## GIVEN RECORDS
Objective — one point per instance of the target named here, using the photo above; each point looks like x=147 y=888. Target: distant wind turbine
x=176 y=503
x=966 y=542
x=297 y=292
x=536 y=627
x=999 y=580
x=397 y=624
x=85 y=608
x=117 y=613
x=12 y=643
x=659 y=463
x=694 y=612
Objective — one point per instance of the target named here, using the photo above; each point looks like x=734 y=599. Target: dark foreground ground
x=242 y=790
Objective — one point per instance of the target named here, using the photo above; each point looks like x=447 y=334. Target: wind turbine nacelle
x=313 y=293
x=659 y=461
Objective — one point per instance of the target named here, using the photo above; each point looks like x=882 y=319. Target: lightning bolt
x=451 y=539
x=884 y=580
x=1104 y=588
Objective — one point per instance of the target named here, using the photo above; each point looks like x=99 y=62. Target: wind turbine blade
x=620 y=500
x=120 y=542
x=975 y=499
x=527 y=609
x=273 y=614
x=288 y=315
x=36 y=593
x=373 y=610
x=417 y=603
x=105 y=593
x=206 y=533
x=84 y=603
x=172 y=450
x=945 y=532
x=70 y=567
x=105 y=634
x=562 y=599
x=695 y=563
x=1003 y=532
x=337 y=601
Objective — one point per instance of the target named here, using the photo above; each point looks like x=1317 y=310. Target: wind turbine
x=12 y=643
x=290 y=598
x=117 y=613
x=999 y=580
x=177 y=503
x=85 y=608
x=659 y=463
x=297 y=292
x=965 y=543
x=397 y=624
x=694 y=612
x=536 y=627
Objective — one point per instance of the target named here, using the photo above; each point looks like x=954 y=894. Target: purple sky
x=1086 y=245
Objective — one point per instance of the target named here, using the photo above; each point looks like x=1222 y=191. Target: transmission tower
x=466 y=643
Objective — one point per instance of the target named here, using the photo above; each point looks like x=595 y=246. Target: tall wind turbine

## WRITTEN TASK
Reproduce all of the entries above verbatim, in their original order.

## OUTPUT BELOW
Objective — one point per instance of the target named here, using the photo above; each point looks like x=147 y=888. Target: distant wind turbine
x=176 y=503
x=966 y=542
x=297 y=292
x=536 y=627
x=999 y=580
x=397 y=624
x=85 y=608
x=117 y=613
x=12 y=643
x=659 y=463
x=694 y=612
Objective — one point per instance of the target named here, using the photo above; each point looks like x=734 y=599. Target: dark foreground ground
x=242 y=790
Objective — one point per instance of the target named here, using the photo above; each point looks like x=447 y=334. Target: wind turbine nacelle
x=313 y=293
x=659 y=461
Objective — one point per instance of the target named here, using the photo above; each point looks like x=882 y=319. Target: lightning bolt
x=451 y=539
x=884 y=580
x=1104 y=588
Objective — one point per instance of the target named here, using the photo above; each point looks like x=99 y=62. Target: wind turbine blade
x=620 y=500
x=120 y=542
x=975 y=499
x=527 y=609
x=273 y=614
x=288 y=315
x=36 y=593
x=373 y=610
x=417 y=603
x=105 y=593
x=206 y=533
x=84 y=603
x=172 y=450
x=945 y=532
x=70 y=567
x=105 y=634
x=562 y=599
x=695 y=563
x=1003 y=532
x=337 y=601
Objective — one point per instance of the target named here, using the photo above; each point looks like x=1317 y=310. Target: wind turbine
x=12 y=643
x=290 y=598
x=117 y=613
x=999 y=580
x=177 y=503
x=85 y=608
x=659 y=463
x=297 y=292
x=965 y=543
x=397 y=624
x=694 y=612
x=536 y=627
Objective — one point per instance of the target named here, using the photo above; each point looks like x=954 y=894. Target: purple sky
x=1086 y=245
Objective — one point per instance of the target named here, using the photo above; each point looks like x=1222 y=191. Target: transmission tower
x=466 y=643
Objective — one point per instance of the target named here, using the photo above; each point looks like x=595 y=246. Target: tall wind turbine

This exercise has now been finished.